Challenge 1: Count the lines of the records below that contain the string "sunglasses", treating case as significant, and reply with the number alone.

My husband and I have been investigating local contractors prior to doing an update on our three bathrooms. Here are the results of our search. Stay with me, and I’ll relate this process to your writing career.

Contractor #1 has a modest showroom that offers a variety of product choices and designs. Their rep came to our house, took measurements, and made knowledgeable suggestions. He pointed out the electrical outlets that he said needed to be updated to code, and that would cost $150 for an electrician. He gave us a written estimate, and the pricing seemed reasonable.

We got the name of this company through ads in the unsolicited home circulars we receive. I looked the company up online. Bad reviews. Then I called an electrician as one of those outlets he’d mentioned failed. The electrician found the fault in the overhead light wiring, fixed it, put in a new dimmer switch at my request and charged only $85. He said the other outlet was fine and neither needed to be changed to be brought up to code. Uh-oh. If Contractor #1 wasn’t telling the truth about one item, what else might he suggest that would inflate the price? My husband was turned off by the negative reviews.

Material:
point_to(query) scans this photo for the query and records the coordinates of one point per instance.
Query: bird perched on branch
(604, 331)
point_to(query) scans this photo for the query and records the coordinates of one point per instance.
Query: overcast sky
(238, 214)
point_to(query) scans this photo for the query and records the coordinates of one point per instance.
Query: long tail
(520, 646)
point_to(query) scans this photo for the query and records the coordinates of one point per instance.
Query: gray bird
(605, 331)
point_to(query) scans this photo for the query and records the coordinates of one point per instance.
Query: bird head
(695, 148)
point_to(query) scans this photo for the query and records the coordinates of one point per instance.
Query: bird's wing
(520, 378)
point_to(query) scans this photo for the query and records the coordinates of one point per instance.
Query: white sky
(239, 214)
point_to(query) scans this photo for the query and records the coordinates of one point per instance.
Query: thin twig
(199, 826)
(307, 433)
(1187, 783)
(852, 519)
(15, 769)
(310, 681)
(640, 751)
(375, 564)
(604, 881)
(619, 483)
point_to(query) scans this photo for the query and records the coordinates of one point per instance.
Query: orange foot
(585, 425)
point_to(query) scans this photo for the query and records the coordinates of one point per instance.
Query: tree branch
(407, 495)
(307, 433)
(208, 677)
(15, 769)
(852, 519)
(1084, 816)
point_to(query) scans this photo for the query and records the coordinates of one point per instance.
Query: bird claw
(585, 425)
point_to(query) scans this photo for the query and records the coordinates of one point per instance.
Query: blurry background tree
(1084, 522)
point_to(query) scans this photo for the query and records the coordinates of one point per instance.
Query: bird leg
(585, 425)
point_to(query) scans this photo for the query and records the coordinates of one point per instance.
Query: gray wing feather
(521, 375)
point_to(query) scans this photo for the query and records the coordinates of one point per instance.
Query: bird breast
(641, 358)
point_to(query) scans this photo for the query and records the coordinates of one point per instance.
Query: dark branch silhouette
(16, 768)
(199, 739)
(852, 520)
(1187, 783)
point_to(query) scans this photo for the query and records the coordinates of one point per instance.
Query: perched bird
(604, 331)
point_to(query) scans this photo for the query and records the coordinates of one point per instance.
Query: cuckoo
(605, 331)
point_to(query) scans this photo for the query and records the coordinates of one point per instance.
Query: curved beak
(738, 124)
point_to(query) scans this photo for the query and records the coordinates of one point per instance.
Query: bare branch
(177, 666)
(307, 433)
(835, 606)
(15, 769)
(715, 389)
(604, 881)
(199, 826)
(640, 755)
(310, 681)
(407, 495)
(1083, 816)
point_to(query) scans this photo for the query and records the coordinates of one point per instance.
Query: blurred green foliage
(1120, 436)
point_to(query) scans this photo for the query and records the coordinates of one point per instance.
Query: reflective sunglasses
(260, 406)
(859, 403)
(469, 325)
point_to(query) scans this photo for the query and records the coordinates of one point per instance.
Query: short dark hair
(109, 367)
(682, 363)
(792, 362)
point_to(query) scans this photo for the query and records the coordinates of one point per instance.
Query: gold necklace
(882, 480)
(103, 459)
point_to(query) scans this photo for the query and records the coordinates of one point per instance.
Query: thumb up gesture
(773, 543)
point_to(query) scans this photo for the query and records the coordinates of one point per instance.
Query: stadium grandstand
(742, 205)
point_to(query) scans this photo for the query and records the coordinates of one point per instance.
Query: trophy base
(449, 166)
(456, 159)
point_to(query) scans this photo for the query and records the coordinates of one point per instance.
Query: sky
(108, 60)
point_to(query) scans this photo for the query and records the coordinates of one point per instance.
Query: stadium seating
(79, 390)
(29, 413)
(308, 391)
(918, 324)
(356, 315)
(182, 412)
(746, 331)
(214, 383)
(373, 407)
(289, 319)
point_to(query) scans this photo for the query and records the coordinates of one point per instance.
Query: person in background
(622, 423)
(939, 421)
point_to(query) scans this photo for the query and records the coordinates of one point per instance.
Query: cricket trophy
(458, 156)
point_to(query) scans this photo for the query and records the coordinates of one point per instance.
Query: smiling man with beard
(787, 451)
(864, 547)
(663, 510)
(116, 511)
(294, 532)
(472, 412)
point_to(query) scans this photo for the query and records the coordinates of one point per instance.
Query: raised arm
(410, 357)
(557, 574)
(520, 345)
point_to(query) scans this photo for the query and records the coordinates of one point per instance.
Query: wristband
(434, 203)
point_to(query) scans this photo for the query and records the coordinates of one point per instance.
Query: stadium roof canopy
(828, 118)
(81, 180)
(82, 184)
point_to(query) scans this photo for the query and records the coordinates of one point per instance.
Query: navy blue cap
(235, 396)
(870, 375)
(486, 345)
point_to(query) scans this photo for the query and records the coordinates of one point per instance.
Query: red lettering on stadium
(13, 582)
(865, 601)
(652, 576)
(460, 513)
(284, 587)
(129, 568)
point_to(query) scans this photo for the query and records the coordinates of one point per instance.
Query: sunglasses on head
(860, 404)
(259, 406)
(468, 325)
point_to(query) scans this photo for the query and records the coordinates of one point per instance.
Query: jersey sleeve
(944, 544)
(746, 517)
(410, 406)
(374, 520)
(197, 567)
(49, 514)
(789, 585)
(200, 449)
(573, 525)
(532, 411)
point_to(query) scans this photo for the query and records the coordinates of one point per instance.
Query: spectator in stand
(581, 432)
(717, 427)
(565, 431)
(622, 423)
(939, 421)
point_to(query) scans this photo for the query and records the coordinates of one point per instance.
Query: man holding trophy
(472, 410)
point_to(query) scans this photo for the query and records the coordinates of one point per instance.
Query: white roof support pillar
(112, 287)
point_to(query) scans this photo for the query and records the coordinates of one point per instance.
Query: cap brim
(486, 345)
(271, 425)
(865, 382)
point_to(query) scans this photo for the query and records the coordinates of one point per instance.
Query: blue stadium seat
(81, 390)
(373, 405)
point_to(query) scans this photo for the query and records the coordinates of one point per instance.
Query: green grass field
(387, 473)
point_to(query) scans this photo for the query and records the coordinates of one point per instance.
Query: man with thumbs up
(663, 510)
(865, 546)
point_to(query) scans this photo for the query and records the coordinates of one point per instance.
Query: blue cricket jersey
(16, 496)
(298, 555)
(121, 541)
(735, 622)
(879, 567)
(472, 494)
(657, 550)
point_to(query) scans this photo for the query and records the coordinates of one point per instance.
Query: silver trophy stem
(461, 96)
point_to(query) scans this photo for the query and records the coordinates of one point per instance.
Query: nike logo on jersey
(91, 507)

Challenge 2: According to the passage on contractors, why did the writer come to distrust Contractor #1's estimate?

Written solution 1: 2

Written solution 2: The electrician said the other outlet was fine and that neither outlet needed to be changed to meet code, which contradicted Contractor #1's claim. If Contractor #1 wasn't truthful about one item, he might suggest other work that would inflate the price.